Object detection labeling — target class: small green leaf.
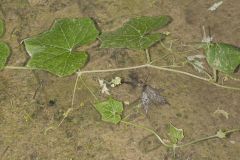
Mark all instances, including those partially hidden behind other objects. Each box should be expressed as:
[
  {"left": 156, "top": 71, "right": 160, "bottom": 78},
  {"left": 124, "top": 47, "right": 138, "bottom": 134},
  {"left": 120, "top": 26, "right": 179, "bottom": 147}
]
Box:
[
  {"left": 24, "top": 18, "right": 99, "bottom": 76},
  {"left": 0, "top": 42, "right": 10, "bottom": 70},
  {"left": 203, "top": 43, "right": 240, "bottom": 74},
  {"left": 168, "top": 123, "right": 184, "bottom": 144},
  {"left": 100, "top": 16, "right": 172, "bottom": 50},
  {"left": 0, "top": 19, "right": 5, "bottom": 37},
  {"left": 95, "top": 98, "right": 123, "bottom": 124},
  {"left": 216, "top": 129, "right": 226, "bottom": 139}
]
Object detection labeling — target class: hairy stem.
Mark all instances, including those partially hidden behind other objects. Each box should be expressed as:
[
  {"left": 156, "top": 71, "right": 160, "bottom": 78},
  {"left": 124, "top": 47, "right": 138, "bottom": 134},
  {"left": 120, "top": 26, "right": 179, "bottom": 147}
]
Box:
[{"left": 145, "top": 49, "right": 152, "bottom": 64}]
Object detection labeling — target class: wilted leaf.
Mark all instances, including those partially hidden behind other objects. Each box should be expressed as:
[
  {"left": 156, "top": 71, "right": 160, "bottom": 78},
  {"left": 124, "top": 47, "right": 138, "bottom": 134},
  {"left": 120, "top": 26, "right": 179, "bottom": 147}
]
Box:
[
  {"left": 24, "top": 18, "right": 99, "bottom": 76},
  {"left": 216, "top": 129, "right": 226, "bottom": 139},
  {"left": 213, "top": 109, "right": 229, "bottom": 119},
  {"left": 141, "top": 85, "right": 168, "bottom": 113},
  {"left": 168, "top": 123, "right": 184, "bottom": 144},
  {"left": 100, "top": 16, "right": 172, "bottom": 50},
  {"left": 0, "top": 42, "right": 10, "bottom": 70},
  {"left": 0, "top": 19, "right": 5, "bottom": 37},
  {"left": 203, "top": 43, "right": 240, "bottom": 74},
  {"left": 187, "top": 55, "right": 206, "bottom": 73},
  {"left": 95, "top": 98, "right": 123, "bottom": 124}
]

::::

Reproduce the stretch of the listing from the line containing "Object detection labeling — target class: wilted" through the end of the listing, requests included. Increase every bounding box coordinate in the answers by 89, and leave the requests and their format samples unchanged.

### Answer to the exercise:
Object detection labeling — target class: wilted leaf.
Mark all instances, including those partially hidden behind other objects. Each box should be expressed as:
[
  {"left": 156, "top": 71, "right": 160, "bottom": 78},
  {"left": 124, "top": 47, "right": 138, "bottom": 134},
  {"left": 120, "top": 26, "right": 179, "bottom": 147}
]
Box:
[
  {"left": 113, "top": 107, "right": 188, "bottom": 165},
  {"left": 305, "top": 218, "right": 315, "bottom": 228},
  {"left": 302, "top": 198, "right": 318, "bottom": 208},
  {"left": 230, "top": 174, "right": 257, "bottom": 202},
  {"left": 257, "top": 212, "right": 273, "bottom": 233},
  {"left": 189, "top": 105, "right": 261, "bottom": 139},
  {"left": 89, "top": 131, "right": 99, "bottom": 159},
  {"left": 89, "top": 108, "right": 94, "bottom": 126},
  {"left": 292, "top": 132, "right": 329, "bottom": 163},
  {"left": 276, "top": 144, "right": 295, "bottom": 162},
  {"left": 184, "top": 187, "right": 212, "bottom": 213}
]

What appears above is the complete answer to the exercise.